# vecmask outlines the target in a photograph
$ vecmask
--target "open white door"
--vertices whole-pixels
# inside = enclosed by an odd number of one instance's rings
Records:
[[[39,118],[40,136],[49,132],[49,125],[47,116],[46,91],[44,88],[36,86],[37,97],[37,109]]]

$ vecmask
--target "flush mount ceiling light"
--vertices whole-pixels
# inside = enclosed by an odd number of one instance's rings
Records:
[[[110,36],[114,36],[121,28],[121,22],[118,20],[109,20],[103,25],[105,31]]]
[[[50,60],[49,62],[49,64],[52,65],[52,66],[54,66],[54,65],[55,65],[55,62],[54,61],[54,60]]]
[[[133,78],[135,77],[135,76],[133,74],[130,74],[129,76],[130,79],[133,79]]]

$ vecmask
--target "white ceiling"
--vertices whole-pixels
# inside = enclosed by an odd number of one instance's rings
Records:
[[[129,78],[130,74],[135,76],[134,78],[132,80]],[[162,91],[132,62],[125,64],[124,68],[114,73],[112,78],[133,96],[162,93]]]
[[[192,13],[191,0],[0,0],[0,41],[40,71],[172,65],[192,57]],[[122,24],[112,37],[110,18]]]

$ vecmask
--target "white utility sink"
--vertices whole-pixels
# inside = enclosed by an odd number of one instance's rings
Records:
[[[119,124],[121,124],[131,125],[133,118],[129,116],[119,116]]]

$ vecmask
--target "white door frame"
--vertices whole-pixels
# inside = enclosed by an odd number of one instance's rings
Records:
...
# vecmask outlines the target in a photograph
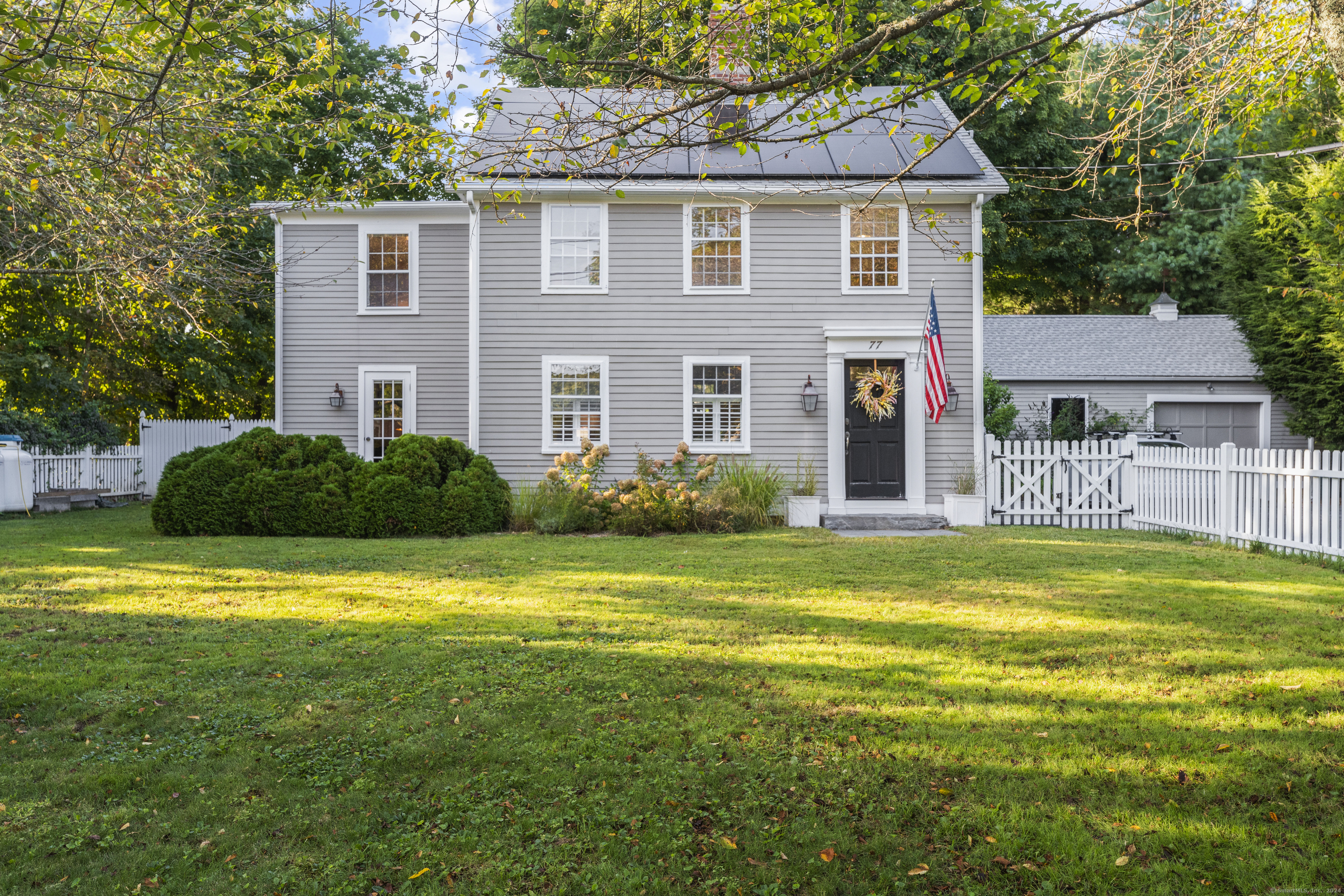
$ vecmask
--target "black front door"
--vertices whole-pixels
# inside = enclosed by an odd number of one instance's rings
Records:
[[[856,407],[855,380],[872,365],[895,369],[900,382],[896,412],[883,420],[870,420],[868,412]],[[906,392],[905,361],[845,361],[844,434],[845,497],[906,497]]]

## Short problem
Collect every line of the material that holds the word "target" and copy each one out.

## Expected answer
# vecmask outlines the target in a photograph
--target "open white door"
--target "flush mount ceiling light"
--target "white ceiling"
--target "white utility sink"
--target "white door frame"
# vecmask outlines the target in a photograph
--target "black front door"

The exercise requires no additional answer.